**To do**
Write what comes next in the discussion thread on Meeko's ring-breaking rules, picking up after its final sentence.

# START OF Source excerpt

And its dibenzo derivative, which is also common in CNS active drugs, is: 6,11-Dihydro-5H-dibenzo[b,E]azepine dihydroazepines

By default, Meeko breaks the seven-membered ring in 2,5-Dihydroazepine and adds a glue pair, but not for the dibenzo derivative. So I wonder if the ring breaking only occurs at the nonaromatic atoms. Also, does it have to be a carbon?

2,5-Dihydroazepine.pdbqt.txt dibenzo.pdbqt.txt

I was comparing ligands with different arrangements and types of fused rings then I noticed the way different kinds of polycyclic structures are treated. Sorry for opening issues for questions (and on weekends..). This is really not an issue and not a very urgent question. But I look forward to learning more about the ring breaking rules in Meeko.

Thanks a lot for your time and kind advice!

rwxayheee commented 9 months ago

I took a peak at macrocycle.py where i think _score_bond is for defining breakable and unbreakable bonds. Currently only carbon-carbon bonds are considered and both of them must be nonaromatic, according to:

        if not self.setup.get_element(atom_idx1) == 6 or self.setup.is_aromatic(atom_idx1):
            return -1
        if not self.setup.get_element(atom_idx2) == 6 or self.setup.is_aromatic(atom_idx2):
            return -1

If anyone is interested in breaking heteroatom-containing bonds (like C-N, C-O) or half-aromatic bonds in rings, additional penalization rules will be needed to handle such cases.

diogomart commented 9 months ago

Hello,

Ring breaking occurs only between non-aromatic carbons. This is just to avoid a large number of atom types. Your molecule is a great example of the glue atom types being insufficient.

It might be possible to have a quick workaround (which is a bit of an ugly hack). It consists of changing the atom type of one of the aromatic carbons from A to C. The scores would be a tiny bit different. Is this something you'd be interested in?

rwxayheee commented 9 months ago

Hi @diogomart, thanks for your kind reply. Yes, I wanted to be able to sample conformations of such seven-membered ring, by twisting the C-N torsion and torsions composed of aromatic and nonaromatic carbons.

# END OF Source excerpt
# START OF Raw records

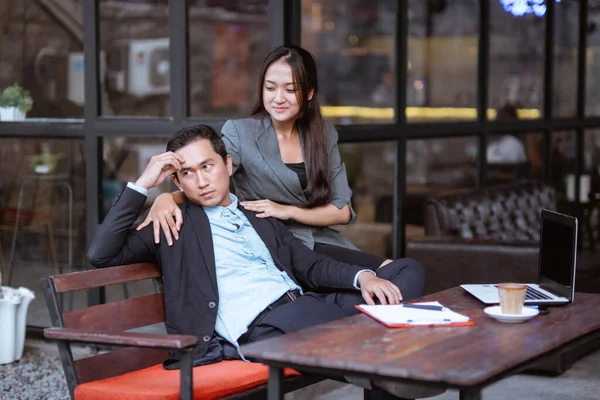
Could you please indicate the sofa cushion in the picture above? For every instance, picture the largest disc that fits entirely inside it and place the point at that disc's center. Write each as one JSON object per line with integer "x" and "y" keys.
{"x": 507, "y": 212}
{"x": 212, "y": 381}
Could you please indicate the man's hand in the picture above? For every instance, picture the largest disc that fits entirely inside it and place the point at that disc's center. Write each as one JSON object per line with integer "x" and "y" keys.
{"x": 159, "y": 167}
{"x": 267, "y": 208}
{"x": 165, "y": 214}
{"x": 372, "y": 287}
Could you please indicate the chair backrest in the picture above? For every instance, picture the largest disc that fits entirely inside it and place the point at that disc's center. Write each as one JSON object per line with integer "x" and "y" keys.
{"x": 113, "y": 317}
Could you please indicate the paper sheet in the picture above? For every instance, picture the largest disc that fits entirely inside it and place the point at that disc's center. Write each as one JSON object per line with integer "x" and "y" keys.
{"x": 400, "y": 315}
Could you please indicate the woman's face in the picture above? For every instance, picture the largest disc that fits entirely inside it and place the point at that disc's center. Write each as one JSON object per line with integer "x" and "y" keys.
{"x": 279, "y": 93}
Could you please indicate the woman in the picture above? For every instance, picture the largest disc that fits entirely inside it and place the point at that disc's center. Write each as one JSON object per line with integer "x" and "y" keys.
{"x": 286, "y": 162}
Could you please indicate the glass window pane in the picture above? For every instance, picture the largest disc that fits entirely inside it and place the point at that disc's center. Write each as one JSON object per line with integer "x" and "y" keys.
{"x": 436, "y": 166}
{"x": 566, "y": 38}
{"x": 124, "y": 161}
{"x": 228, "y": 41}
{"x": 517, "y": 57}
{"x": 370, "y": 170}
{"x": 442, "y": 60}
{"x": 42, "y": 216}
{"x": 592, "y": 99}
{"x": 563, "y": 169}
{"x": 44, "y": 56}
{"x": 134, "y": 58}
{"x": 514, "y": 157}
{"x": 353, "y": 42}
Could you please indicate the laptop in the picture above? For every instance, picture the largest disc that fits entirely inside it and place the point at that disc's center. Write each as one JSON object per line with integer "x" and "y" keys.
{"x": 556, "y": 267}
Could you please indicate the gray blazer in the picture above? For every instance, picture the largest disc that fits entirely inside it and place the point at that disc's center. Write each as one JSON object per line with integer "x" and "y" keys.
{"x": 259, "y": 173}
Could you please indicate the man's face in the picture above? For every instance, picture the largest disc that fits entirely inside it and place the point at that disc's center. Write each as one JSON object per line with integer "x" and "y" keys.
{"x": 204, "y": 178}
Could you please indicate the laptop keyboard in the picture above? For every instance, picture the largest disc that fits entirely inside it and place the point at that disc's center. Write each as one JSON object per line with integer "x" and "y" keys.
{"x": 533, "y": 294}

# END OF Raw records
# START OF Raw records

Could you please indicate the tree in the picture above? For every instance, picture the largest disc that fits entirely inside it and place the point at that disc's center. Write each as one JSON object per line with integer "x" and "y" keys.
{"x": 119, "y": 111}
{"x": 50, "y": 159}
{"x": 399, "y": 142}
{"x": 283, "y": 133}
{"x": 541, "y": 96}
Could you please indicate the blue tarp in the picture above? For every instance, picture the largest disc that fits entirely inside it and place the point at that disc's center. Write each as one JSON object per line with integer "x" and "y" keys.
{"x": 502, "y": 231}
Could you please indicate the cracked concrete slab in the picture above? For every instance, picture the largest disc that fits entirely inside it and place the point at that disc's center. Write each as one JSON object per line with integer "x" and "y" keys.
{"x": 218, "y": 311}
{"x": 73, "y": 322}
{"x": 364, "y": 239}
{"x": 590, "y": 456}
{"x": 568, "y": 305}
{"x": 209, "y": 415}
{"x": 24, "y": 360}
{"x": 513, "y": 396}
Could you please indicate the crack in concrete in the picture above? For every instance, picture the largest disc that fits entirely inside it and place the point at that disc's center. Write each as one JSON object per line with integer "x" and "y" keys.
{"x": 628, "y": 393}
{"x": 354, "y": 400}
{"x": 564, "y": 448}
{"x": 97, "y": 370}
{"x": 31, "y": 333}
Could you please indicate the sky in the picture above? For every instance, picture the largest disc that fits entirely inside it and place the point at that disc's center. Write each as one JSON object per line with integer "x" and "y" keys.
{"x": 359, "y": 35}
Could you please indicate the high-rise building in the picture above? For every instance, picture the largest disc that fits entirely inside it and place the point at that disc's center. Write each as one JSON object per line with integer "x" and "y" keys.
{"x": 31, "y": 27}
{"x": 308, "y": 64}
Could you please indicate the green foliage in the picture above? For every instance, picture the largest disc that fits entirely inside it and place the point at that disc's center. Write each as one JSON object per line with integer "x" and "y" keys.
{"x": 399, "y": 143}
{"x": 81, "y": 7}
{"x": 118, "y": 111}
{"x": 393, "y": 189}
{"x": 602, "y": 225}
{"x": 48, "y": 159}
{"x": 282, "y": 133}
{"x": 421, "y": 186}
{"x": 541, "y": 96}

# END OF Raw records

**Written answer**
It seems doable by allowing these cases in _score_bond. If I get a chance I can post the codes that enable breaking at such bonds, but I should do more calculations on such molecules (maybe looking at the low-frequency motions or the torsional barriers..) and try to make some fair penalization function for each case. In the presented case, I don't know which is more twistable, C-N or the half-aromatic bond.

I have a variety of such systems, with different type, number, position of heteroatoms, branches and double bonds. Actually, I was trying to do some scaffold hopping, then I realized the inconsistencies in the placements of glue atoms and N_rot. I completely understand that is very difficult to score the breakability of bonds in these compounds in a fair and unversal way. At the moment, I scored all these ligands as if rigid (but flexible macrocycles were allowed in docking, if possible). Does this sound like a ratioinal idea to you?

This is only a temporary fix to address mistakes I made & bias I left in some old work. Once we get that out, I can contribute more on this hopefully in the near future..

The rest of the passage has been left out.